▶ Supplied text:
-------------------------

So, there’s this pandemic, right? A real corker of a coronavirus — some people get li’l colds, some people get pneumonia, others have organs attacked, suffer strokes, or endure long-lasting neurological symptoms. And we’ve no idea if there are longer-term problems waiting in the wings. Like I said the other day, polio could wage additional damage decades after you had it.
In this pandemic, we shut the country down. Sorta. Partly. Some states went whole hog, others half-assed it, and now we’re all varying degrees of “reopened,” and cases are surging. All because we didn’t do shit, really, as a country. Some states did well. My state, PA, is doing… pretty okay? Better than a lot, not as good as some of our Northeast counterparts. But nationwide, as a whole, we took allllllll that time locked down to accomplish… eeeyyyyeaaaannnhhh, very, very little.
And now, in many places, it’s worse than it was in March. Worse than the conditions that triggered the lockdown in the first place.
We were on a train driving toward a broken track over the edge of the cliff, and we wisely said, “We’d better slow this beast down, lest we go off the edge,” so we slowed it down… but then… kinda did nothing? We didn’t build new tracks. We didn’t construct a bridge. We didn’t even cover the train in pillows and bounce-houses in the hopes it lessened our impact, if we had to go over the cliff.
We just bided our time and then started speeding up again.
The track is still broken.
The cliff is still ahead.
And the train is full of children.

-------------------------

▶ Record set:
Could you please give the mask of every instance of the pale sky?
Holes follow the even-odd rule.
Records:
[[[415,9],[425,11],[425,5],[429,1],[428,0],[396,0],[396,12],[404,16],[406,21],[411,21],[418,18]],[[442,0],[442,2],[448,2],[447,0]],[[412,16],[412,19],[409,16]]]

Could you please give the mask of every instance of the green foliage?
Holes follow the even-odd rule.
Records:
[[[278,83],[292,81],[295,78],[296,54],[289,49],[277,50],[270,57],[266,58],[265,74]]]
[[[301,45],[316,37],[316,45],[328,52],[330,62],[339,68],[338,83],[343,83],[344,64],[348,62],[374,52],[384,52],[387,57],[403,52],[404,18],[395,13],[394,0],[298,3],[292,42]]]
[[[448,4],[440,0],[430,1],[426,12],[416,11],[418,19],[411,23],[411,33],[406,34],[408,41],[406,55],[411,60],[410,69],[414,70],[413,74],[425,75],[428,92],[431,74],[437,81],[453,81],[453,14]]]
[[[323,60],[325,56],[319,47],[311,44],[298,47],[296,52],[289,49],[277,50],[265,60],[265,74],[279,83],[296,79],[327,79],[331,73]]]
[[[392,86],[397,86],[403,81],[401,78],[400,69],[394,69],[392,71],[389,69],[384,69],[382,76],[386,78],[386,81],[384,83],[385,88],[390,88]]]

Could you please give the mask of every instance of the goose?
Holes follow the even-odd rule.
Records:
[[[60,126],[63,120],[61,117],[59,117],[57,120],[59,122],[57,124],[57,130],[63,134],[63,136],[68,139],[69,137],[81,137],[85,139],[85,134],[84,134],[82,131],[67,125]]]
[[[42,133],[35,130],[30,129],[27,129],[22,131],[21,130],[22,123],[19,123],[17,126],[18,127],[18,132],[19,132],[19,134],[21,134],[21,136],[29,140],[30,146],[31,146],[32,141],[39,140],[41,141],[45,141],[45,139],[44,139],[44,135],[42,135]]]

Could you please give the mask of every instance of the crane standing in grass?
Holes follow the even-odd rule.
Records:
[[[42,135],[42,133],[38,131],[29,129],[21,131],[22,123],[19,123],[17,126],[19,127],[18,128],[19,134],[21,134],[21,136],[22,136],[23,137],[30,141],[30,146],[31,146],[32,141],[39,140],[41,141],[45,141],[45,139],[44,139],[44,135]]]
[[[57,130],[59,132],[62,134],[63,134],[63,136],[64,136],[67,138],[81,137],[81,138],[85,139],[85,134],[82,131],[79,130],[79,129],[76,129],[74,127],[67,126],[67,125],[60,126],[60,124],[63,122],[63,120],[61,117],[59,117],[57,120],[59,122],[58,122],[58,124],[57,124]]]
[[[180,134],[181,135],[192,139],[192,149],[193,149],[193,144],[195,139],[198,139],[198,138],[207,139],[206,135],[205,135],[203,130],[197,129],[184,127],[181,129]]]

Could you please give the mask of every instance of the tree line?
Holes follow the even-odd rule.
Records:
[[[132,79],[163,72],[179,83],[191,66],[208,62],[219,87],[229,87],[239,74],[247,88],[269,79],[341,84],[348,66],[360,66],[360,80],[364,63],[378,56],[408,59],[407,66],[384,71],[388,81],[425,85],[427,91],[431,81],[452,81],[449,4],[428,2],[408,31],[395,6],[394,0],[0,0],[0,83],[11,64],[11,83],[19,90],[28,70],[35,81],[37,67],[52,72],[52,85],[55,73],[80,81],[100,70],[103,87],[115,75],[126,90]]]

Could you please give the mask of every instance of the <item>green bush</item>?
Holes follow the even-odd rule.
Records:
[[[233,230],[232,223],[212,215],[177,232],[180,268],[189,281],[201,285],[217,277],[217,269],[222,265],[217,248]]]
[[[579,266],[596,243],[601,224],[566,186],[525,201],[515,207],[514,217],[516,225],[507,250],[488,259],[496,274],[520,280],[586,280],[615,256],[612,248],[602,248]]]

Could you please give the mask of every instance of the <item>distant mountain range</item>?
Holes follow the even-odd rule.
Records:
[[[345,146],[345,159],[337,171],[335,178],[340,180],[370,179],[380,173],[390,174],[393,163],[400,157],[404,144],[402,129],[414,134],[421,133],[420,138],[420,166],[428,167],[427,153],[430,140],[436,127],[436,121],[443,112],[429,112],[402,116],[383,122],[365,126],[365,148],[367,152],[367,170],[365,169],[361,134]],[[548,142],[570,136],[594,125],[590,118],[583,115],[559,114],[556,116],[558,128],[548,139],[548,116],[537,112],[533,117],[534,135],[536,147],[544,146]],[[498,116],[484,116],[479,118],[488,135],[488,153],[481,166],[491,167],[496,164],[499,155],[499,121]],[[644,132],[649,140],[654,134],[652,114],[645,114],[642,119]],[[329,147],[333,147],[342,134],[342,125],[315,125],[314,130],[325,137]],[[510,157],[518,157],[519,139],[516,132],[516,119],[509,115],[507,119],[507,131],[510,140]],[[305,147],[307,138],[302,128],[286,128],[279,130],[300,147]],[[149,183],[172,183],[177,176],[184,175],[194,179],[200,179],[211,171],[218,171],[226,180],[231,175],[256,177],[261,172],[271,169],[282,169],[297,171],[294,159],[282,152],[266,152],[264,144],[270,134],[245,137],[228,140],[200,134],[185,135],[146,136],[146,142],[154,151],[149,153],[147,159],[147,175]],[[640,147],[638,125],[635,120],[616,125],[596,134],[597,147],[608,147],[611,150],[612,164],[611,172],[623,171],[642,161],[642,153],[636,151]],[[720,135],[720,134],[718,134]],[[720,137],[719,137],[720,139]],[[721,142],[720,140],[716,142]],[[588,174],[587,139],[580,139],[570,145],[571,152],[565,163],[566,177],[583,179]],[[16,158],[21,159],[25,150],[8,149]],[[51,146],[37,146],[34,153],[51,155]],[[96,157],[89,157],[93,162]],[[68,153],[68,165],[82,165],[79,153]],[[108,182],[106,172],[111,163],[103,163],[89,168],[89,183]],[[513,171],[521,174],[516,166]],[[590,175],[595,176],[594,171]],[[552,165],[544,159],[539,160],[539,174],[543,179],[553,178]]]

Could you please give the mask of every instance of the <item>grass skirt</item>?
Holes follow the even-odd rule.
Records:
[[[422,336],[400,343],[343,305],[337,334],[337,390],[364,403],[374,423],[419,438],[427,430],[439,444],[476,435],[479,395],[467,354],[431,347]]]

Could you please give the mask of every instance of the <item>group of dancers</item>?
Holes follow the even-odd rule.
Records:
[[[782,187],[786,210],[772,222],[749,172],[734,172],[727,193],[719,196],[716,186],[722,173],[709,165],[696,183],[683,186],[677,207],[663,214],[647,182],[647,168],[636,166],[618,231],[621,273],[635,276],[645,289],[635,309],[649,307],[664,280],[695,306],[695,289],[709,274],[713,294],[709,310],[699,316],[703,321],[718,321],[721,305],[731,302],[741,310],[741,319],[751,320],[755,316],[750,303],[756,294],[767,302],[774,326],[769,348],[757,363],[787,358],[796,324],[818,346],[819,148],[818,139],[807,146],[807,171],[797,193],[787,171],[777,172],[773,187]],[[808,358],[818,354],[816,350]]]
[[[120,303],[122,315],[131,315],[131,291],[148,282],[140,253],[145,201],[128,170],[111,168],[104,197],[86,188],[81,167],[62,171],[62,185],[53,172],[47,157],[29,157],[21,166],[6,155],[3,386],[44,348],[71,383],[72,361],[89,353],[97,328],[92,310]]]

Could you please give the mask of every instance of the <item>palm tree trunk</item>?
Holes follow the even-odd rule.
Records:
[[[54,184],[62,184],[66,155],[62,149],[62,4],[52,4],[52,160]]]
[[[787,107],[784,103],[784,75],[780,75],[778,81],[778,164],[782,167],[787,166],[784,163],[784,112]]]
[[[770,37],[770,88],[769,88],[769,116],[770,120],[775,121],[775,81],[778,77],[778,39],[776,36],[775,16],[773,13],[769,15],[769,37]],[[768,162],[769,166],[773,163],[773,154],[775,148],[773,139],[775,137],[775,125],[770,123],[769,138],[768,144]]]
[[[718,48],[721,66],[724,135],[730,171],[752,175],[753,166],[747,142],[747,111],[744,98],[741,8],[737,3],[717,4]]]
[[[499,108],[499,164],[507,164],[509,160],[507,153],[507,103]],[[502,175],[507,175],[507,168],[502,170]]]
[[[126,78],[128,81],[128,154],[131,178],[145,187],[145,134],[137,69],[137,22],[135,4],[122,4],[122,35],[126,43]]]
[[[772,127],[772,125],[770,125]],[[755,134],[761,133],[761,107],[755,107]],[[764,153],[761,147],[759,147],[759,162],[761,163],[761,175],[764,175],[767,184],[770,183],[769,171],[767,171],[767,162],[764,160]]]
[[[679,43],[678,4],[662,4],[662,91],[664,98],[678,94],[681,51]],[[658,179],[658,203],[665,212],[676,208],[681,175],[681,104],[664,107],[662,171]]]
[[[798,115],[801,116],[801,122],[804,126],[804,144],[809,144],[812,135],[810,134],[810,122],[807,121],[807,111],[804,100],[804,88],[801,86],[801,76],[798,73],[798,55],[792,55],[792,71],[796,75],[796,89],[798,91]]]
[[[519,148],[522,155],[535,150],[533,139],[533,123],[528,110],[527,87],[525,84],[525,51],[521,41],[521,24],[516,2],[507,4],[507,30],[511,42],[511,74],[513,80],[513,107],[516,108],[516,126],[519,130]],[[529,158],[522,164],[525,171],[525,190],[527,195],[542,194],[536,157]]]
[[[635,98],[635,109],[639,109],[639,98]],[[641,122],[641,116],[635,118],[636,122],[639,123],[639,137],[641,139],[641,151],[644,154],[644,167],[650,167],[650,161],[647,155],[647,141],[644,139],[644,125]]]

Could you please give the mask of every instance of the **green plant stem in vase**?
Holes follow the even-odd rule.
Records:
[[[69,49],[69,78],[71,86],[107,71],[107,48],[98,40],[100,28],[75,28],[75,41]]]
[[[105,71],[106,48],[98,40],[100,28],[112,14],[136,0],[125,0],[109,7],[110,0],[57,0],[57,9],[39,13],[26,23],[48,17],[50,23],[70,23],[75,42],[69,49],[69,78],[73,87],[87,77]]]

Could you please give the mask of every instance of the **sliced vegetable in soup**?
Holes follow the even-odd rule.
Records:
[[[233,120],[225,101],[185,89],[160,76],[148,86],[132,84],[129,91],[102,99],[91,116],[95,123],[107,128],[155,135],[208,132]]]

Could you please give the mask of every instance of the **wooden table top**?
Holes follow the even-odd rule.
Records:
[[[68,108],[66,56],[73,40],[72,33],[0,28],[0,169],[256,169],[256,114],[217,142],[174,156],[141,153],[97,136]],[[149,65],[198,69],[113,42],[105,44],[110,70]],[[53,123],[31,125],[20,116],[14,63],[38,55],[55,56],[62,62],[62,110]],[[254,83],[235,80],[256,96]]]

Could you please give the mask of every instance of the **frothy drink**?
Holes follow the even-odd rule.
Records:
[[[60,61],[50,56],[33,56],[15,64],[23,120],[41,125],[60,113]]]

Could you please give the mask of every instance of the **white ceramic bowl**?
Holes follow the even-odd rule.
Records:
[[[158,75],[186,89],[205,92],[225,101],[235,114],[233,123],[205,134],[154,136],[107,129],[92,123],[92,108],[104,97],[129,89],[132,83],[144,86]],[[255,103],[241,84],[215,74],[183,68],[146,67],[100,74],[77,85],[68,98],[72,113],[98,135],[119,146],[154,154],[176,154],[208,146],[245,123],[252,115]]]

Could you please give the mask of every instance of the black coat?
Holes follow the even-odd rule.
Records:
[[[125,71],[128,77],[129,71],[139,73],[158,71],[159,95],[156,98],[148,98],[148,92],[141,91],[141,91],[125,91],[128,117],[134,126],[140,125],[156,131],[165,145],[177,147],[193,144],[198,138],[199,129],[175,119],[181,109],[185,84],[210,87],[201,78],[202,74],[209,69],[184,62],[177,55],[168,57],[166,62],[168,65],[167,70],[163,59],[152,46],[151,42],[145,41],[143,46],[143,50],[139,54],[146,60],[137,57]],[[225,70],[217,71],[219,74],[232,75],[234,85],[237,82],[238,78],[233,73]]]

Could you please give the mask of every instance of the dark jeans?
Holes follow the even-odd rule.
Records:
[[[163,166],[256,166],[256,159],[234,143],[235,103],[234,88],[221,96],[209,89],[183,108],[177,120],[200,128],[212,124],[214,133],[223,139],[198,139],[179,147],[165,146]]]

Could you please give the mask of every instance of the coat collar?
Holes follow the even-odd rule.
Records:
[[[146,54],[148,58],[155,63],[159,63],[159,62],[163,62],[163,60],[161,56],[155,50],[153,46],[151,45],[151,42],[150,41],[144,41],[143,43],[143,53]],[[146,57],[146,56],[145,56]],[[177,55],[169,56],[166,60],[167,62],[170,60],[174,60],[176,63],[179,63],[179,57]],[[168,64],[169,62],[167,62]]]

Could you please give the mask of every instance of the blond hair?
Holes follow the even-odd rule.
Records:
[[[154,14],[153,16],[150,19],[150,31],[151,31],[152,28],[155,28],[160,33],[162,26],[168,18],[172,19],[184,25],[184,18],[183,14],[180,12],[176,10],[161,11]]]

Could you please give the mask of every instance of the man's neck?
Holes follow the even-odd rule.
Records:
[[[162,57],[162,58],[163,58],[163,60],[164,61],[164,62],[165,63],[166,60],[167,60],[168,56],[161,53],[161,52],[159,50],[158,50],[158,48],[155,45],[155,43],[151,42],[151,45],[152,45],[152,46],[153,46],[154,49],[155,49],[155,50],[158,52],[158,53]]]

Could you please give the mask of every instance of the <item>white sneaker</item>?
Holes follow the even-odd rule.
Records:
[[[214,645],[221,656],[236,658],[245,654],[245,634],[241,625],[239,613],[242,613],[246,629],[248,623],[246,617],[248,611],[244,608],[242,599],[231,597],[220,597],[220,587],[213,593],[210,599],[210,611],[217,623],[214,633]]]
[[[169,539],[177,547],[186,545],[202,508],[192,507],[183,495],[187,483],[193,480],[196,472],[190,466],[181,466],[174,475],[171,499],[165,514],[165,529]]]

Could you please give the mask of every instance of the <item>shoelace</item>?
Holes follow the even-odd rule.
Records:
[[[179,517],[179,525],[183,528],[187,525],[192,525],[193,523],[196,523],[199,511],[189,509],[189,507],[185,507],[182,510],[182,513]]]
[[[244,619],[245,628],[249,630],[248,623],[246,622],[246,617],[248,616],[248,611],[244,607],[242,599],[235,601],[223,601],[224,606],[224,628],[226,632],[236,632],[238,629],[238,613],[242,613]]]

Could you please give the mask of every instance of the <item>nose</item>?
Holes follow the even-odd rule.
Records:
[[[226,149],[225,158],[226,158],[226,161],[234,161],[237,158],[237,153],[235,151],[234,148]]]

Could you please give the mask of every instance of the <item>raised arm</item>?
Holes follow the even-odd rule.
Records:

-------------------------

▶ Activity 1:
Translate this sentence from the post about the pandemic into Spanish: "The track is still broken."
▶ Activity 2:
According to the post about the pandemic, how do conditions in many places now compare with March?
▶ Activity 3:
Using the post about the pandemic, explain why cases are surging now that states have reopened.

▶ Task output 1:
La vía sigue rota.

▶ Task output 2:
In many places, it's worse than it was in March, worse than the conditions that set off the lockdown in the first place.

▶ Task output 3:
The post blames the surge on the country as a whole doing very little during the time it spent locked down. Some states did well, but nationwide that time was not used to accomplish much.